**Requirement**
Copy the line containing "Each instance of the pebble bed", then all lines after it up to and including the final line of the material, exactly and without additions.

[Excerpts of pointing data]
* * *
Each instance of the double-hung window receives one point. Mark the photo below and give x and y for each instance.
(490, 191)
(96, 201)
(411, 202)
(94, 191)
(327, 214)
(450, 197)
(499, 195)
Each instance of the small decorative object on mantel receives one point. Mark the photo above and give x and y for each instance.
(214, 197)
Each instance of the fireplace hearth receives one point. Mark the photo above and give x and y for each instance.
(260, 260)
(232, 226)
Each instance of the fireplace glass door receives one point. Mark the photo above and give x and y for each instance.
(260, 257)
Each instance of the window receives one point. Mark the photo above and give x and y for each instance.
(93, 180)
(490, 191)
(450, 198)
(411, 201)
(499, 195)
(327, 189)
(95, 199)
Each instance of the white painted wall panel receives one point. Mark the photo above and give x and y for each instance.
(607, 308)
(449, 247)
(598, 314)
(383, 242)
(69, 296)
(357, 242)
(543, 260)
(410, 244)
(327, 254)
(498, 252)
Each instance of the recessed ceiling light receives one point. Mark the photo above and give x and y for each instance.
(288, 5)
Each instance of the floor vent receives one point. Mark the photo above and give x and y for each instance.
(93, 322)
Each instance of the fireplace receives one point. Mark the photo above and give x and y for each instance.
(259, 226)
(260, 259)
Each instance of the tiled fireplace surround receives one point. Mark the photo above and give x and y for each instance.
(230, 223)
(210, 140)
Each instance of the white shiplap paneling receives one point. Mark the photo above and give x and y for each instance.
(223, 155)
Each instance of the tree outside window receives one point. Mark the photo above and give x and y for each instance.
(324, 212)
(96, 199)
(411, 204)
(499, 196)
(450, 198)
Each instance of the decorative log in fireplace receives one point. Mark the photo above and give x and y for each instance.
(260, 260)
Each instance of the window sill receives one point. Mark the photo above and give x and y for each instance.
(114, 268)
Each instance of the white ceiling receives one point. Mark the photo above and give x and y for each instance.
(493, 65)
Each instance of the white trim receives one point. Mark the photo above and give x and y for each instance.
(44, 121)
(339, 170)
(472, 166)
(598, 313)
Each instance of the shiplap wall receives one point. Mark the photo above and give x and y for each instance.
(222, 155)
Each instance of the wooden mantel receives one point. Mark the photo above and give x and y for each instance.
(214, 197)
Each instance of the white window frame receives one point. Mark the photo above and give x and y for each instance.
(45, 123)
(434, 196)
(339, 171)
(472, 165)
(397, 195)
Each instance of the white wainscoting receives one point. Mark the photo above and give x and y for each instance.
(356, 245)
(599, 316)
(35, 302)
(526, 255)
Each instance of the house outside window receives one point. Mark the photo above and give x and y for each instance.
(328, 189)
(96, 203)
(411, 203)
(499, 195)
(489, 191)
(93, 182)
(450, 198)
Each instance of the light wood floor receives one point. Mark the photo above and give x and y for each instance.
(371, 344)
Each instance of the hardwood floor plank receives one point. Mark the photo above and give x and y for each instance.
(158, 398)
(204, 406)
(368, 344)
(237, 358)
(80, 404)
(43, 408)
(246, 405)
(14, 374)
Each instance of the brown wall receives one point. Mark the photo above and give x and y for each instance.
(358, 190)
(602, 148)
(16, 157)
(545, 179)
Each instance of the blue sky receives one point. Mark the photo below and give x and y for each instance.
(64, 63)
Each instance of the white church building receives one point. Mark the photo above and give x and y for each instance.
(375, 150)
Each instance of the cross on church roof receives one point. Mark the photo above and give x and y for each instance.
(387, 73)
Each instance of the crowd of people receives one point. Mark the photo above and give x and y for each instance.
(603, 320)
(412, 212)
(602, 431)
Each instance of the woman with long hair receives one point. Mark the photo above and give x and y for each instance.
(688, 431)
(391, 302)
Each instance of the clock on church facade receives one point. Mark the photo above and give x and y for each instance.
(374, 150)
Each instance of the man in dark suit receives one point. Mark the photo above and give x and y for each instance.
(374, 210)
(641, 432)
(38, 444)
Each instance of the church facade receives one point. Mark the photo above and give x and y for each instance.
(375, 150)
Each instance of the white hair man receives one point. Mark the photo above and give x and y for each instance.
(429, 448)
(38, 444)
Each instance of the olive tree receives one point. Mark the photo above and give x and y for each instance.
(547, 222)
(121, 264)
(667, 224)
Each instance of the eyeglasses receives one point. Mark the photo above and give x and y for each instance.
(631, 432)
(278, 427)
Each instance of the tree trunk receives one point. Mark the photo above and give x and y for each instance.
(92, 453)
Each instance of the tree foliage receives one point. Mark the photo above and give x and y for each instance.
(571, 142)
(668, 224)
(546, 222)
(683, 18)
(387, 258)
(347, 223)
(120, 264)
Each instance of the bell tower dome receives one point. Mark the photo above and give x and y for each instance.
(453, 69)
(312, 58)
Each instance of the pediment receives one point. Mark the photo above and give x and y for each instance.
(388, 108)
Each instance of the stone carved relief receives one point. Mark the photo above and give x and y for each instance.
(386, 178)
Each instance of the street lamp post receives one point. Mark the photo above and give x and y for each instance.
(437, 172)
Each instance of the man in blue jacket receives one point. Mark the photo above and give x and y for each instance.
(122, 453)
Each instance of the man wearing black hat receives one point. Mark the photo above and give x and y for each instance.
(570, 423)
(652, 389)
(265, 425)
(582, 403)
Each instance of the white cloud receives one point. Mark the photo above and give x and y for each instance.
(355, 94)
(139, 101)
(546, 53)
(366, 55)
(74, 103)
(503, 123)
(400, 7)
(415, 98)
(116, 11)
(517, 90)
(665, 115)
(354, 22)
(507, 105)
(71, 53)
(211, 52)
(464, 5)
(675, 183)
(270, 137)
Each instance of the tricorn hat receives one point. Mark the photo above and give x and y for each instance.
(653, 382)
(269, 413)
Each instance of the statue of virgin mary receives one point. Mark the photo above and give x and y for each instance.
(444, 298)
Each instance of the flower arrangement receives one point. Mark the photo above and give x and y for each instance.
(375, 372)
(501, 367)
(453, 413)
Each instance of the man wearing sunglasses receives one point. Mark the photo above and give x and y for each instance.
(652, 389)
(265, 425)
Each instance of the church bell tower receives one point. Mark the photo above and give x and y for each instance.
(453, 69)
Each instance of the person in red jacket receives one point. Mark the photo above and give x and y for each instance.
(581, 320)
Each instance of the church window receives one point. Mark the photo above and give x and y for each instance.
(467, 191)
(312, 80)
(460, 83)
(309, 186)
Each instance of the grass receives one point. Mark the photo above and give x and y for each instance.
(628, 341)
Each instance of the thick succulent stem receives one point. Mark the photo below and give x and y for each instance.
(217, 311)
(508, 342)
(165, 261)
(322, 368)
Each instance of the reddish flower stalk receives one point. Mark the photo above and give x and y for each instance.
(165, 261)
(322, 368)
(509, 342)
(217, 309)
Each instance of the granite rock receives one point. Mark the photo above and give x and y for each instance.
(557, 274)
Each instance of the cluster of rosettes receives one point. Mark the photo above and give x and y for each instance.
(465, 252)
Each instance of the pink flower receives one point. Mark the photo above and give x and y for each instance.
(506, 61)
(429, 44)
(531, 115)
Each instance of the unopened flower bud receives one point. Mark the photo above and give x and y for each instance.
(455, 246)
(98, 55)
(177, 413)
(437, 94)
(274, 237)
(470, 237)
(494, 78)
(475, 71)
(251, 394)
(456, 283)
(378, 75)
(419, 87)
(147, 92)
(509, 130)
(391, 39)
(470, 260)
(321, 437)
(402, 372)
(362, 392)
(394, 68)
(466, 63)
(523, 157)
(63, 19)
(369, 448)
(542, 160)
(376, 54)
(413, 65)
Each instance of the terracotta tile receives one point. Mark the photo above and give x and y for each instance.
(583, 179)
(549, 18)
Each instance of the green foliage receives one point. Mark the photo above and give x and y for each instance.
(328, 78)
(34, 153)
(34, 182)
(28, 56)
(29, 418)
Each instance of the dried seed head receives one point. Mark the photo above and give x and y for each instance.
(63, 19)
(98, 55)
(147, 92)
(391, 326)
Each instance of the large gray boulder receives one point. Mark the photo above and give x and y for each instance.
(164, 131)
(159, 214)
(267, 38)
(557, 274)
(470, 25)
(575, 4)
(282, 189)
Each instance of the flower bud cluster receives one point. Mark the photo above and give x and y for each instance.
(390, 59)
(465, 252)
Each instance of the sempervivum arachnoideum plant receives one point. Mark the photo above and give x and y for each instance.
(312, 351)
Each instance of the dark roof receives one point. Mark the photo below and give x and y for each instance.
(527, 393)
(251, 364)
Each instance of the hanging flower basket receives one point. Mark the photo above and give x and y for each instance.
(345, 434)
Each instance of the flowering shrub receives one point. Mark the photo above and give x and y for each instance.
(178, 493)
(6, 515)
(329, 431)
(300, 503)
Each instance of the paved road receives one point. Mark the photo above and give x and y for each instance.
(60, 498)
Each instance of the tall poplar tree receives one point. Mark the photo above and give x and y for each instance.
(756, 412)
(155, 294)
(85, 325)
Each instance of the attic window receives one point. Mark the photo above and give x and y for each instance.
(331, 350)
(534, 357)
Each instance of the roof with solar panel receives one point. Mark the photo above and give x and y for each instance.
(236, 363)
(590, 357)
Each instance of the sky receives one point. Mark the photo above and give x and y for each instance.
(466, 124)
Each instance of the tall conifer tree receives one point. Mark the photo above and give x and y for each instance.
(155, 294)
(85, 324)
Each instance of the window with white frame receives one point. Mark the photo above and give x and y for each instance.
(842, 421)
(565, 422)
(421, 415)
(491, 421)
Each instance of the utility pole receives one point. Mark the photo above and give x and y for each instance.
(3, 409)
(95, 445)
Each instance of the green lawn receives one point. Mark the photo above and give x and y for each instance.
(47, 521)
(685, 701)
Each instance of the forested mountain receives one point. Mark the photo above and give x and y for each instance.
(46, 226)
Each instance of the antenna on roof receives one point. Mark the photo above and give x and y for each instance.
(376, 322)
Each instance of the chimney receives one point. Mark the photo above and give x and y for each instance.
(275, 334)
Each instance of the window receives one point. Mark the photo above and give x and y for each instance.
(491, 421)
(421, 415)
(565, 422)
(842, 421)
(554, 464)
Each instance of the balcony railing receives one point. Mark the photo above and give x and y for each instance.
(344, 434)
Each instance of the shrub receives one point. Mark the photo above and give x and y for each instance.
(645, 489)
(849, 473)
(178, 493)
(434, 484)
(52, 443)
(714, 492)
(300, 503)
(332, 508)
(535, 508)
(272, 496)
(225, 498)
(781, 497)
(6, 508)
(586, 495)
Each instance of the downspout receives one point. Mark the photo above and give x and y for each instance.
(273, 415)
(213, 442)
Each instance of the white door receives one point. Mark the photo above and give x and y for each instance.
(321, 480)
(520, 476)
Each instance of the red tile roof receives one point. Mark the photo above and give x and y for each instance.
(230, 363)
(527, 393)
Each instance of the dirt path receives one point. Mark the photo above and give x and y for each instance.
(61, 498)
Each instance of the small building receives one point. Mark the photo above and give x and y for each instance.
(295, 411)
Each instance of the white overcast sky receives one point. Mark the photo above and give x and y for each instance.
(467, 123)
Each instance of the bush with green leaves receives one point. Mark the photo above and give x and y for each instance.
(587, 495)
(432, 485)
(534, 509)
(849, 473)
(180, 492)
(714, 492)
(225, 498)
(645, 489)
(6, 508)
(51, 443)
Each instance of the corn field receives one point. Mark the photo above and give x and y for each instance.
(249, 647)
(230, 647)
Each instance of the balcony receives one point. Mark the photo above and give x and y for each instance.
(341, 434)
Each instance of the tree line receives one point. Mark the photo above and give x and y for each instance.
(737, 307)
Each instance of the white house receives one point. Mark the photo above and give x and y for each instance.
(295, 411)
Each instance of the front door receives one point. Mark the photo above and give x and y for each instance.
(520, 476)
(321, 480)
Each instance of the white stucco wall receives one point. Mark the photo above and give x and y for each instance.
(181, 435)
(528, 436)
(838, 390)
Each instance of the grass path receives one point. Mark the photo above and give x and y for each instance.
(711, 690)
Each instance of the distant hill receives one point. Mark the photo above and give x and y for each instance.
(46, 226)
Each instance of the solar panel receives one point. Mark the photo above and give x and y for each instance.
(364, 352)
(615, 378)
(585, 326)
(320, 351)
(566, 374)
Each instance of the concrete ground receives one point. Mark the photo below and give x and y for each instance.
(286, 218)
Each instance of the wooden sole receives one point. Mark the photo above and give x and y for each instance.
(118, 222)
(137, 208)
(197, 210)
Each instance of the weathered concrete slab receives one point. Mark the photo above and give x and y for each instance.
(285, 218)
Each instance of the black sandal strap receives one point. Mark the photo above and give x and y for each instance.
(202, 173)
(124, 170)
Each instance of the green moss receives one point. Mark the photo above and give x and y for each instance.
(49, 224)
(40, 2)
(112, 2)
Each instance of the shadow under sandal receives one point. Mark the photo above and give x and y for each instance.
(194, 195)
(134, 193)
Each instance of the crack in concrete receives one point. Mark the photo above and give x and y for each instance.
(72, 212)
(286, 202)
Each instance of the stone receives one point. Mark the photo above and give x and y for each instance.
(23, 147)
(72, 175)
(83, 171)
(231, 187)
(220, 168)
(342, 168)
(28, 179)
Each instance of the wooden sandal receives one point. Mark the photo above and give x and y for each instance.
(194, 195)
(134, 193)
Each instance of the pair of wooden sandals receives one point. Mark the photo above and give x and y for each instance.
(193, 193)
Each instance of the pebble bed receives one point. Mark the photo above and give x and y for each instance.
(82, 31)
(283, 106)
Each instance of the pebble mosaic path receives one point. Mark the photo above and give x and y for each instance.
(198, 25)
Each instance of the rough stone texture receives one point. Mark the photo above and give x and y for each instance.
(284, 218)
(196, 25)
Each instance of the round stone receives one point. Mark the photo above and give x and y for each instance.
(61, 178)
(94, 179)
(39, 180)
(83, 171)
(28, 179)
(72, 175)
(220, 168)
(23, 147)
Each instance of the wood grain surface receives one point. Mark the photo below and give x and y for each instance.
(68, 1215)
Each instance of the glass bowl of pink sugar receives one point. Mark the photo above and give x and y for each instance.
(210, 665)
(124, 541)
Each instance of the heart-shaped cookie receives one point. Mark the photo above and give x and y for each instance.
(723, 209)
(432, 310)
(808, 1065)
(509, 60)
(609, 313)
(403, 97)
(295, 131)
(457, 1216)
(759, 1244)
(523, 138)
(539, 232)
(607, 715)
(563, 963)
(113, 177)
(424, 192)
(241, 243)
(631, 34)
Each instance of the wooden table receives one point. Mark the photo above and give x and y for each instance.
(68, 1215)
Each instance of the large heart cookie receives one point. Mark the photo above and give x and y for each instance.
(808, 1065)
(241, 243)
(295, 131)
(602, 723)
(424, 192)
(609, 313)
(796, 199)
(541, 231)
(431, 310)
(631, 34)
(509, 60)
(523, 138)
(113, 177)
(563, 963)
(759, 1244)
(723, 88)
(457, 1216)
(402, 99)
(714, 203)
* * *
**Exercise answer**
Each instance of the pebble bed receives one point. Mark the photo above and give x and y for each instance.
(82, 31)
(283, 106)
Each instance of the pebble mosaic path receives one point. Mark the photo above and give x and y for each instance.
(198, 25)
Each instance of the rough stone texture receives one point. Mark the photo above and give x and y for each instance.
(284, 218)
(196, 25)
Each instance of the round stone receives one point. Mark the photo above and give x and y for each instance.
(61, 178)
(94, 179)
(39, 180)
(83, 171)
(28, 179)
(72, 175)
(220, 168)
(23, 147)
Each instance of the wood grain surface receives one point. Mark the photo below and give x and y for each instance.
(68, 1215)
Each instance of the glass bowl of pink sugar receives one point. Mark the photo above and give x and y for each instance.
(210, 665)
(124, 541)
Each instance of the heart-shaped cookie receives one point. Mark the photo above and give x and y for each instance.
(723, 209)
(432, 310)
(808, 1065)
(509, 60)
(609, 313)
(403, 97)
(295, 131)
(457, 1216)
(759, 1244)
(523, 138)
(539, 232)
(607, 715)
(563, 963)
(113, 177)
(424, 192)
(241, 243)
(631, 34)
Each instance of the wooden table receives one point. Mark the photo above and give x and y for each instance.
(68, 1215)
Each instance of the large heart cookie receives one point. Mark the photo above and give x and y for each instance.
(808, 1065)
(241, 243)
(295, 131)
(602, 723)
(424, 192)
(609, 313)
(796, 199)
(541, 231)
(431, 310)
(631, 34)
(509, 60)
(523, 138)
(113, 177)
(563, 963)
(759, 1244)
(723, 88)
(457, 1216)
(402, 99)
(714, 203)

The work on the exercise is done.